-- Requirement --
Return every record below exactly.

==== Listed records

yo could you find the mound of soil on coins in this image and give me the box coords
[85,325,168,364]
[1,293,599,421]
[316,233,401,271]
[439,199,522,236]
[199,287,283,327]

========

-- Exercise output --
yo could you find the mound of soil on coins in this image and give me the box coords
[85,325,168,364]
[1,293,599,421]
[316,233,401,271]
[439,199,522,236]
[199,287,283,327]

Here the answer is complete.